-- Consignes --
• A. Réécrivez l'article sur la campagne présidentielle algérienne au Canada depuis « Ce titre d’un » jusqu'à « déroulée au Canada. » inclus, en remplaçant « film » par « long métrage ».
• B. Répondez aux questions suivantes d'après l'article sur la campagne présidentielle algérienne au Canada :
(i) En quelle année le film français dont le titre est évoqué a-t-il été réalisé ?
(ii) Dans quelle ville se sont déroulés les événements des deux dernières semaines ?
(iii) Combien d'autres candidats n'avaient aucun représentant visible en Amérique du Nord ?
• C. Dans l'article sur la campagne présidentielle algérienne au Canada, résumez le paragraphe commençant par « Cette image est tout simplement suggérée » en conservant ses faits principaux.

-- Texte du document --
+ + + + + + +

Ce titre d’un film français réalisé en 1988 pourrait très bien s’appliquer à la manière dont la campagne à l’élection présidentielle algérienne s’est déroulée au Canada.

Cette image est tout simplement suggérée par les événements qui se sont déroulés ces deux dernières semaines à Montréal, principalement ceux qui ont vu se succéder deux personnalités dont les discours étonnent par leur similitude et par la forte conviction qu’ils véhiculent ! Des candidats qui plus est étaient les seuls à être délégués par le FLN. Abdelhamid Si Affif, représentant le staff de campagne du Président sortant et Ghoualmi, ce diplomate qui revient au Canada vingt ans après y avoir représenté notre pays, les deux envoyés d’Alger ont trouvé un terrain balisé et un public prêt à signer un chèque en blanc au candidat qu’ils sont venus soutenir et surtout défendre le bilan de deux mandats. Raison supplémentaire à cette quiétude : il n’y avait pas l’ombre d’une opposition et aucun représentant des cinq autres candidats n’était visible en Amérique du Nord. Du moins officiellement, car les représentations consulaires et diplomatiques n’ont enregistré aucune demande émanant d’éventuels représentants des autres candidats pour la surveillance du scrutin qui a débuté hier.

+ + + + + + +

-- Données brutes --
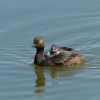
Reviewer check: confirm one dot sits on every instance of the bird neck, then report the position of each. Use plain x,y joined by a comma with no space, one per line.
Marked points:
39,55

+ + + + + + +

-- Corrigés --
• A.
Ce titre d’un long métrage français réalisé en 1988 pourrait très bien s’appliquer à la manière dont la campagne à l’élection présidentielle algérienne s’est déroulée au Canada.

• B.
(i) En 1988.
(ii) À Montréal.
(iii) Cinq.

• C. Ces deux dernières semaines à Montréal, deux personnalités ont tenu des discours étonnamment semblables et très convaincus. Elles étaient les seules déléguées par le FLN : Abdelhamid Si Affif, du staff de campagne du Président sortant, et Ghoualmi, un diplomate revenu au Canada vingt ans après y avoir représenté l'Algérie. Les deux envoyés d'Alger ont trouvé un terrain balisé et un public prêt à soutenir leur candidat et le bilan de ses deux mandats. Aucune opposition ne s'est manifestée et aucun représentant des cinq autres candidats n'était visible en Amérique du Nord. Les représentations consulaires et diplomatiques n'ont d'ailleurs reçu aucune demande de leur part pour surveiller le scrutin, qui a débuté hier.